Document passage
....................
2017 NHL Playoffs: How the Montreal Canadiens Improve in Off-Season

After getting eliminated in the 2017 NHL Playoffs in six games, how do the Montreal Canadiens improve next season? Part of a continuing series for eliminated teams.

The Montreal Canadiens have been eliminated from 2017 NHL Playoffs contention in six games by the New York Rangers. Now, Montreal came in as the top seed in the Atlantic division. The expectations for the Canadiens were higher than they were able to achieve.

How, then, did the Canadiens find an early playoff exit? What areas can the Canadiens improve so it doesn’t happen again next season? How do the Canadiens get into Cup contention?

Offensive Fire Power

NHL Playoffs Alexander Radulov Max Pacioretty Montreal Canadiens

Montreal Canadiens right wing Alexander Radulov (47) celebrates his goal against New York Rangers with left wing Max Pacioretty (67) (Jean-Yves Ahern-USA TODAY Sports)

The Canadiens came in tied for eleventh in goals in the first round. Tied with the St. Louis Blues, who won in five games, and the Boston Bruins, who have not finished their series yet. The only teams the Canadiens were clearly ahead of in goals were the Calgary Flames (swept), the Minnesota Wild (eight goals) and the Chicago Blackhawks (swept, three goals).
....................
Task 1
In the Canadiens article, which team eliminated Montreal from the 2017 NHL Playoffs, and in how many games?
Task 2
Carry on the Canadiens article from its final sentence.

Bounding-box records:
....................
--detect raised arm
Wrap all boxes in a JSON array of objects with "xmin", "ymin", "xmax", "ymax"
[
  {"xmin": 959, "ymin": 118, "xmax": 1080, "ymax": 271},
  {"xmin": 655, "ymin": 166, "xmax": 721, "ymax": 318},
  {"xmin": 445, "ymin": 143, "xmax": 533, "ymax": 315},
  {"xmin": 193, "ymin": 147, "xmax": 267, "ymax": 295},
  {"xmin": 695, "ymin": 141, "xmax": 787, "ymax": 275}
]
....................
Expected output 1
The New York Rangers, in six games.

Expected output 2
That’s not good enough, clearly. The Canadiens were not able to find any production from most of their players, including trade deadline acquisitions Dwight King, Steve Ott, or Jordie Benn. Again, that’s not good enough. The Canadiens had a strategy of size over anything else, and when the size didn’t score, it helped to defeat the Canadiens.

Interestingly, the skilled, smaller players that the Canadiens do have were able to produce. Alexander Radulov scored two goals, including one of the best of the NHL Playoffs so far:

[Via Youtube.com]

Paul Byron, who’s all speed and really no size, also scored for the Canadiens, as did somewhat playoff-surprise Artturi Lehkonen. Brendan Gallagher, a small pest, also scored a goal. So the Canadiens should shift strategies to promote these guys who were able to find NHL Playoff success.

Shift away from size, which did really nothing to help you in the playoffs, and focus on getting younger players with a lot of speed on this roster. That would have overwhelmed the Rangers, and as the Penguins have done for years, would overwhelm much of the rest of the league.

That’s really the biggest problem for me. Montreal lost because they couldn’t score. It seems like they chose size over shooting ability, and they lost because of it.

Defense Needs to Get Younger

These NHL playoffs have shown that the Canadiens were older. Carey Price stopped a lot of the shots coming his way, posting a 1.86 GAA and .933 SV%, but he can’t be goaltender and defenseman on the ice.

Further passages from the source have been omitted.